▸ Dataset records

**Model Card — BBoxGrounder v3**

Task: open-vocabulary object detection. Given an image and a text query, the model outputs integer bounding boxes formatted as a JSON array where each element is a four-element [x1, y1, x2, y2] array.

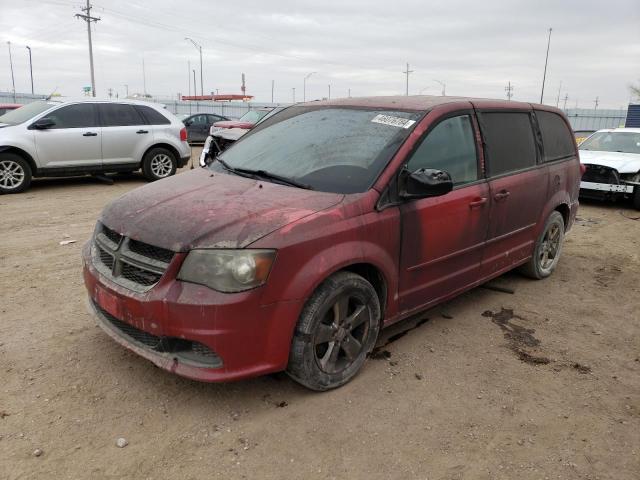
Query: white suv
[[0, 99, 191, 193]]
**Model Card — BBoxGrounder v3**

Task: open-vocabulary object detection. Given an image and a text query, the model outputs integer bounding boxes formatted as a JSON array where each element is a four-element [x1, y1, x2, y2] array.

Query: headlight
[[178, 250, 276, 293]]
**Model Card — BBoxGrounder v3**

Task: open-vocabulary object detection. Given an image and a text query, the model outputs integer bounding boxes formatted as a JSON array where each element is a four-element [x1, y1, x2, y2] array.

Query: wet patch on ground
[[482, 308, 551, 365]]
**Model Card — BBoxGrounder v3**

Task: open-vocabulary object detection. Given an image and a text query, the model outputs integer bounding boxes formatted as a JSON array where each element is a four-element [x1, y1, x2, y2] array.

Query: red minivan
[[83, 96, 580, 390]]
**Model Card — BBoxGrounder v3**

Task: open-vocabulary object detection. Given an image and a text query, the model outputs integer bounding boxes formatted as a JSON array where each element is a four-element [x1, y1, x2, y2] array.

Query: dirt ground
[[0, 148, 640, 480]]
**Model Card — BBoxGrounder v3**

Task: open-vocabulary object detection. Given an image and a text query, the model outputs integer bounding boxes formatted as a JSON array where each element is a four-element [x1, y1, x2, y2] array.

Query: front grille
[[582, 164, 620, 185], [93, 302, 222, 368], [93, 221, 174, 292]]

▸ Exercise directions
Reproduce all of the data above word for word, but leave out the pictures.

▸ Final result
**Model Card — BBoxGrounder v3**

Task: open-vocabulary object detection. Given an image and a text query, the model outputs integer bounding boxes formatted as a JSON array where each element is a four-element [x1, y1, x2, y2] array.

Query: white suv
[[0, 99, 191, 193]]
**Model Card — BBoxGrounder v3**

Task: open-vocabulary object detection. Given an image and a text query, the model outputs integer bounding boxes formatted as a JSON array where each element is a four-element [x1, y1, x2, y2] array.

Query: headlight
[[178, 250, 276, 293]]
**Model Card — BBoxGrounder v3**

Task: open-vocabulary object detection. Given an image and a text query, the model outputs integer bounding boxes formatted as a JSON array where each element is a four-element [x1, y1, x2, y2] array.

Query: wet patch on ground
[[482, 308, 551, 365]]
**Model Card — BBoxGrounder v3**

Task: open-vocabulary object detection. Given an image and a text query, the model outputs integer bounding boxes formatted as a JSON array where each element is a four-element [x1, y1, x2, y2] array.

Query: red minivan
[[83, 96, 580, 390]]
**Model Card — BBoxGrounder v3**

Task: open-vocabulary object detection. Given an image and a text query, the model outputs integer bounding boxes formatted as a JSON array where each element is a four-element [x1, y1, x2, y2] array.

Query: dirt ground
[[0, 148, 640, 480]]
**Model Card — BBoxGrounder v3**

Task: open-vocabulary object detection. Given an image and a text query, the model outputs integer bounding boxes formatted as a JSON array where each element is a four-element [x1, y1, x2, y2] array.

Query: front grille
[[582, 164, 620, 185], [93, 302, 222, 368], [93, 221, 174, 292]]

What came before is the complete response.